#### [What the task requires]
List the name of every rule defined in the Makefile example on the parallelization wiki page below.

#### [Selection]
Wiki : softeng:parallelization
 

Parallelization

Parallel computing dates back from the 50s but only on the 90s that it became widespread because of commodity clustering (opposed to ultra-expensive parallel computers) with free operating systems installed and the beginning of symmetric multi-processing in commodity hardware. But even much cheaper than the big mainframes, SMP computers and clusters were still too expensive for general computing. This reality changed with the millennium and nowadays every chip is, at least, dual core for desktops, laptops, clusters and SMP machines.

Therefore, parallelization is not anymore an optimization but a fundamental design to be followed and taken into account on every software product. Even the small programs should be considered, maybe not for internal parallelization but to assure that, when running at the same time with different data, it won't conflict with other similar processes (ie. write in the same temporary file).

Concurrent execution and data parallelization

The first level of parallelization is achieved by simple running several copies of the same program over different chunks of data (sometimes in the same data). This can be done by intelligently splitting the data into as many chunks as you can (either by simply cutting the file or rearranging it) and executing as many copies of your program as you have data chunks.

Another way of doing it is to change your program to make it run threads (sometimes called light-weight processes) which have a slightly different process scheduling and can share information a bit easier. Most programming languages have their thread libraries ans it's fairly easy to implement it.

But unfortunately it's not as simple as it may seem. Parallelization brings its own problems and most of the time they're far worse than the benefits. Concurrent access, where two or more processes try to write on the same place (file or variable) at the same time and multiple copies management, where you store a local copy of the same data and must synchronize it to keep it up-to-date with others are the biggest problems for simple parallel solutions.

Also keep in mind that you can't run much more processes than the number of processors you have or the effect will be negative. If you're running local in your multi-core machine or in a multi-machine cluster you must account for all available processors you have and spawn the correct number of jobs to fit your infra-structure.

The easiest way to split parallel execution is by using automation scripts like Makefile, Ant or SCons. You can execute them with a parameter telling the maximum number of jobs to spawn in any given time and it'll automatically take care of the dependencies provided you have programmed it to. One example of Makefile:

# Numeric list, 0-9
NUMBERS=0 1 2 3 4 5 6 7 8 9
# make chunk0 chunk1 ...
CHUNKS=$(NUMBERS:%=chunk%) 

# Main rule, depends on others
run: split_data run_processes check
  echo "Run done"

# Split the data, creating chunk0 chunk1 ...
split_data:
  echo "splitting data"
  split data -chunks 10

# This rule *must* depend on split_data or it'll start concurrently
run_processes: split_data $(CHUNKS:=.log)

# This rule will execute 10 times, one for each chunk
chunk%.log: chunk%
  echo "running program over $<"
  my_program $< > $@

# Also needs to depend on run_processes or it'll check nothing
check: run_processes
  echo "checking results"
  grep -c ERROR *.log

In the code above, when you run make with 10 parallel processes it'll expand all rules (ie. chunk%.log becomes the list “chunk0.log chunk1.log …”) and create a dependency graph. It'll start executing every task which dependency was already met and there is process to do it, so even if there are tasks waiting but the number of processes you've asked for is full it'll wait.

In a dual-core machine you would have to run it with only two processes:

$ make -j2
splitting data
...
running program over chunk0
running program over chunk1
...
running program over chunk2
running program over chunk3
...

#### [Data shown]
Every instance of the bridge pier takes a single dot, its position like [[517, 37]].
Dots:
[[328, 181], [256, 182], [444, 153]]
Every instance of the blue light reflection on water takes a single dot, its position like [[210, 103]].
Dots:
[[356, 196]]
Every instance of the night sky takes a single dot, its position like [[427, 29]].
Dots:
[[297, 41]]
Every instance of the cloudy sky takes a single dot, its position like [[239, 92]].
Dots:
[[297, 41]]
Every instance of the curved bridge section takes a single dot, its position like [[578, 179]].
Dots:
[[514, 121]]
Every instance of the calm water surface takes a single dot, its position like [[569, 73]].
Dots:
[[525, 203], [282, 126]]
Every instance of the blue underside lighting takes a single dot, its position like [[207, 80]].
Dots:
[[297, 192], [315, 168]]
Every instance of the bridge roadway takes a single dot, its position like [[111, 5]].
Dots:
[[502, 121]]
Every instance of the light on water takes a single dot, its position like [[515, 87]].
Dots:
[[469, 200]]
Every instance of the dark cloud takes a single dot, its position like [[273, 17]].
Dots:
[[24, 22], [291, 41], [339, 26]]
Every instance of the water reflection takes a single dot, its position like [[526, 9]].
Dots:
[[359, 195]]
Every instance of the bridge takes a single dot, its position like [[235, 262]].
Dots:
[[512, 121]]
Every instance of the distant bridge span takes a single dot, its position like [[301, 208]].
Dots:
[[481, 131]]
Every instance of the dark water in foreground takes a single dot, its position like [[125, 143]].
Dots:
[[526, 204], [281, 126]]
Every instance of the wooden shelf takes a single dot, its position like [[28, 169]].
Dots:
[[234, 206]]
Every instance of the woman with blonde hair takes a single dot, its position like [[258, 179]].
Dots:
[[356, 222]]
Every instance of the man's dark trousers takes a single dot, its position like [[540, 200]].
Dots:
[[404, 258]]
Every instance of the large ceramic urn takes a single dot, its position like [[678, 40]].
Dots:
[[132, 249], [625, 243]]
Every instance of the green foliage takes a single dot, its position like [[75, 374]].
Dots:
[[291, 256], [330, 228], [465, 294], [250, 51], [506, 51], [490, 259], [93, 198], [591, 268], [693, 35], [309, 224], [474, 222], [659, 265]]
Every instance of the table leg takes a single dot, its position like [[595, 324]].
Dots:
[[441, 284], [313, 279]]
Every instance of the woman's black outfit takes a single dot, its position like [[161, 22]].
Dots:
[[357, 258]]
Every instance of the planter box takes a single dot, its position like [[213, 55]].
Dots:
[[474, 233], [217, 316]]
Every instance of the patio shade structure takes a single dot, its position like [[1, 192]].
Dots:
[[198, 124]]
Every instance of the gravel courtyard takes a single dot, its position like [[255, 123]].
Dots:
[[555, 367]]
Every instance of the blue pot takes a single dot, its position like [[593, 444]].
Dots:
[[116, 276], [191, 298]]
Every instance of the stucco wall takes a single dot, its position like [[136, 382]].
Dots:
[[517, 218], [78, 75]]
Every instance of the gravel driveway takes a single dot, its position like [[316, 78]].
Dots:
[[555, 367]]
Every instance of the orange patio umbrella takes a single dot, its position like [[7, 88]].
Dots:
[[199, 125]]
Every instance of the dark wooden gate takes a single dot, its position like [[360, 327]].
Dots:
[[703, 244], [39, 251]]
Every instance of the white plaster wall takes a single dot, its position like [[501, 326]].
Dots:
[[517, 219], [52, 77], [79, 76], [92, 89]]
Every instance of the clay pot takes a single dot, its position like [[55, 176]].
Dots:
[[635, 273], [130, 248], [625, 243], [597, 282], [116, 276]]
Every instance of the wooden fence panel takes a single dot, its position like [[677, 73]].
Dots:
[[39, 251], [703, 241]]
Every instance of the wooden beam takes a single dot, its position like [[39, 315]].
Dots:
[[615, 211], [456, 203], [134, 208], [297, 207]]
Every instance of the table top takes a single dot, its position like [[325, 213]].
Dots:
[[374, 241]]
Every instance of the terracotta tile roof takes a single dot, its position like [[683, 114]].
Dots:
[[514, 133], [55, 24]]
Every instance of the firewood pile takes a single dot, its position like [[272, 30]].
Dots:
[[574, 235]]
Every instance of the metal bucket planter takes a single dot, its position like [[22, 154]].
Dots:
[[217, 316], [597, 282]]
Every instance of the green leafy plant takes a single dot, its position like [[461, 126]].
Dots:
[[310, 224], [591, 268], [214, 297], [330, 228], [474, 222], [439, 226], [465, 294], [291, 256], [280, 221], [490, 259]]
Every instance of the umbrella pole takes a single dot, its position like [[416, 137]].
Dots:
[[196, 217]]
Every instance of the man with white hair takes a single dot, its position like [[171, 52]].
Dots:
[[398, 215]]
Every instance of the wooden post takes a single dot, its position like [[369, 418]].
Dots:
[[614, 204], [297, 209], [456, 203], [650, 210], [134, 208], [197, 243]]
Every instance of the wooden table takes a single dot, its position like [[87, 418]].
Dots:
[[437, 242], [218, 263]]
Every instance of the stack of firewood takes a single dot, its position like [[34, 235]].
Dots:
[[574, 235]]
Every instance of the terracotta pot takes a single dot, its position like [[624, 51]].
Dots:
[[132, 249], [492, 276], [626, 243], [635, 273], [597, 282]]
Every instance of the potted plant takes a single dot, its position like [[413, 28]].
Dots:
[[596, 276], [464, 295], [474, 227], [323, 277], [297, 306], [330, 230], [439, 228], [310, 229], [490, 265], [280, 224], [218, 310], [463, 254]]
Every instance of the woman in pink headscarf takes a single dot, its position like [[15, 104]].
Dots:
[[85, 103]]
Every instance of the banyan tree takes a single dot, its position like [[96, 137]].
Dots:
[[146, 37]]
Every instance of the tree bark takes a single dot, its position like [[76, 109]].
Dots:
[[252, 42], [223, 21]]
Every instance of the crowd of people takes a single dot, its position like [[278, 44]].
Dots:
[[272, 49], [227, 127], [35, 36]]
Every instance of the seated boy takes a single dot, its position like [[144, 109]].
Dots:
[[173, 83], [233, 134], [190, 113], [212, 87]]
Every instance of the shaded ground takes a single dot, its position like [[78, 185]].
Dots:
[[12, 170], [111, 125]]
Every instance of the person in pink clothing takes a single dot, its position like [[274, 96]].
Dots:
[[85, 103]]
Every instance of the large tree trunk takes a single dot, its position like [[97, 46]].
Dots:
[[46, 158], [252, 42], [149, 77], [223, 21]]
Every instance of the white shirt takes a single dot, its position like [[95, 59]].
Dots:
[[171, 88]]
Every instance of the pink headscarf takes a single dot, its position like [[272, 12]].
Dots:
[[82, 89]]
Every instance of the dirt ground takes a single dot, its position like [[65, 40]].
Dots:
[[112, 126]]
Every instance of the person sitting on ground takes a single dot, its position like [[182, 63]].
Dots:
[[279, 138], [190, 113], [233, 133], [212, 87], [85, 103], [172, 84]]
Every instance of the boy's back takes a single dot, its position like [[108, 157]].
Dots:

#### [Final answer]
run, split_data, run_processes, chunk%.log, check